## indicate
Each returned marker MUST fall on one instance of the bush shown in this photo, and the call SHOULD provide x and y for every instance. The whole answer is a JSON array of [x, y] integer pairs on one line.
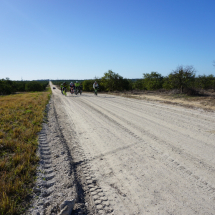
[[34, 86], [182, 77], [152, 81]]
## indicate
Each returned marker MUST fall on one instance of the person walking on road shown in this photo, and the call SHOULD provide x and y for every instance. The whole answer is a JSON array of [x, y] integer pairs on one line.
[[95, 86]]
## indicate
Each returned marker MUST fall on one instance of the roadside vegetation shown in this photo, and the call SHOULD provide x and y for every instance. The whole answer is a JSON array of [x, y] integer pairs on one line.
[[8, 87], [182, 80], [21, 117]]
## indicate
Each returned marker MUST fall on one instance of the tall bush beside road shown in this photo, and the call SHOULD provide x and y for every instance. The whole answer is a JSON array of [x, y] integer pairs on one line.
[[152, 81], [182, 77], [113, 81], [21, 116], [205, 82], [7, 86]]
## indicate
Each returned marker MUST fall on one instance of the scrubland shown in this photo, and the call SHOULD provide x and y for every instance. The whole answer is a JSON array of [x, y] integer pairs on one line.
[[21, 116]]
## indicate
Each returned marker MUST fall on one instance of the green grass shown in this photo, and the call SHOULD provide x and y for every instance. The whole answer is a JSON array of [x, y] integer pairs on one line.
[[21, 117]]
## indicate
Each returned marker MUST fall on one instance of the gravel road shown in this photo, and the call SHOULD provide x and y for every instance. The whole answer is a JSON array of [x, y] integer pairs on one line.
[[129, 156]]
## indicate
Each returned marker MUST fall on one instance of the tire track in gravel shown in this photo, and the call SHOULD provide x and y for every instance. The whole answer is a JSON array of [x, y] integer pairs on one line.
[[160, 154], [96, 197], [168, 113], [175, 163], [137, 172], [154, 137], [182, 123]]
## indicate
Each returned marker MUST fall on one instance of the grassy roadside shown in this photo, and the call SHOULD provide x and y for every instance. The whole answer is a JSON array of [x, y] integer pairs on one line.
[[21, 116]]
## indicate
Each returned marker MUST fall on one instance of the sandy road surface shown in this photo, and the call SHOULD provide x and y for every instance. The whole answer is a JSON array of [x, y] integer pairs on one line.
[[146, 157]]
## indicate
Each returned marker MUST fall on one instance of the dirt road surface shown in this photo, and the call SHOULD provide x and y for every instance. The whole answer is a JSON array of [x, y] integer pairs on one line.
[[137, 156]]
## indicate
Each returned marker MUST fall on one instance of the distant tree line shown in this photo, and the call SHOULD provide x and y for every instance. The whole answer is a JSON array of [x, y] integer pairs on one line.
[[8, 86], [183, 78]]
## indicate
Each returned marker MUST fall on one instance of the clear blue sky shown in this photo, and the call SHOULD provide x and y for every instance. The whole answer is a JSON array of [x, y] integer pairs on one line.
[[81, 39]]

------------------------------------------------------------

Return, word for word, each line from the line that contains "Each returned marker MUST fall on one instance of the grassy" to the end of the listing above; include both end lines and nothing else.

Finished exercise:
Each returned marker MUST fall on one instance of the grassy roadside shown in this photo, and the call SHOULD provide x and y for every instance. The whole answer is a JSON array of [x, y] integer pairs on one line.
[[21, 116]]
## indicate
Each returned marker MUST fall on one instance of the sandy road surface shown in this photo, and the call SHOULD provide x and y for every instance. The whole answer is a JSON array of [x, y] integer pairs on one line.
[[146, 157]]
## indicate
Each returned marker MUST fall on one instance of the dirt road surface shown in this photo, and the call SHOULD provide x and y for every instance. The whole answer is a JSON array of [x, y] integer pairs on one line.
[[137, 156]]
## indicate
Each returned marker MUST fall on one instance of the distant tree line shown in this photo, and the call SHOULD provide x and y for every instance. The whole answer is a JSON array of [x, y] integer pairs on one line.
[[8, 86], [183, 78]]
## indicate
Each returned marker MUST fall on one instance of the clear blue sky shown in this photo, and the call SHOULD provide x and y for every instance. The whole answer is a JSON array of [x, y] integer pairs on one line.
[[81, 39]]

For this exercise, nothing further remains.